# What to do
For the entries below, the expected answer is the line with "Identify the wooden", the line with "Identify the wire livestock", and every line between them, exactly as written, and nothing more.

# Dataset
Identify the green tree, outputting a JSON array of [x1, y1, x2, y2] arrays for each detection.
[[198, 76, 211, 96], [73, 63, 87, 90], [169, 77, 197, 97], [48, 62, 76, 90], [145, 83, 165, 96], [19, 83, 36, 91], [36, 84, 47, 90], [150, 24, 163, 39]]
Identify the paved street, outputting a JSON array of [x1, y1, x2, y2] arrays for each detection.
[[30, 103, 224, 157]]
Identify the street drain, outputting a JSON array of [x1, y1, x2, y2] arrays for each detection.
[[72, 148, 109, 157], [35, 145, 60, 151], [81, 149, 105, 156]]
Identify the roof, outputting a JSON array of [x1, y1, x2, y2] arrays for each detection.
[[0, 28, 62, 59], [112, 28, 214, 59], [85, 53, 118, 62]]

---

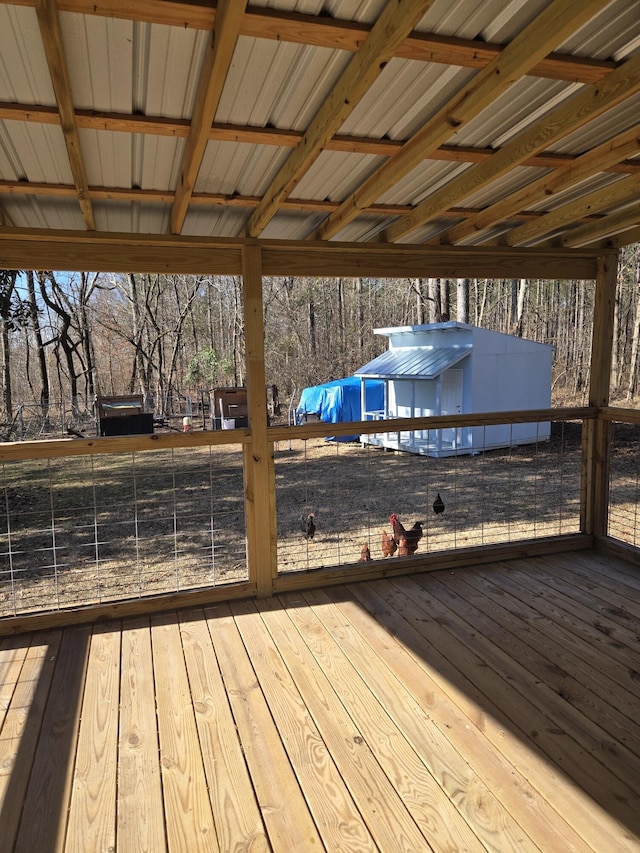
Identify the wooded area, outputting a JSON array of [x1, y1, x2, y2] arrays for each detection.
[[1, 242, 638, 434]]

==

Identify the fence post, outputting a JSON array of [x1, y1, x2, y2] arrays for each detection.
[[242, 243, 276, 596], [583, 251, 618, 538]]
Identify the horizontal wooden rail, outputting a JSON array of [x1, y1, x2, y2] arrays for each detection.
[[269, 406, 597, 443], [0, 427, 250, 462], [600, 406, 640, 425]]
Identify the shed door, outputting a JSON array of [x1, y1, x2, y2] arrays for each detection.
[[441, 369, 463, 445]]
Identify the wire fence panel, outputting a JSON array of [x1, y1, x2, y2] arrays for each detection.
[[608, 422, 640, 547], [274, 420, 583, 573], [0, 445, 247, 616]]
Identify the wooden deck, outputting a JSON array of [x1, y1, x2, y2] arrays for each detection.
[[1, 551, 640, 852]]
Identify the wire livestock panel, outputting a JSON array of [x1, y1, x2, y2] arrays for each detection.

# Task result
Identify the wooden deck, outputting a JSON array of [x1, y1, x2, y2] arrays for each detection.
[[1, 551, 640, 852]]
Identify the wire livestock panel, outputting a JSON array of [x1, y1, x2, y2] arrays for each detection.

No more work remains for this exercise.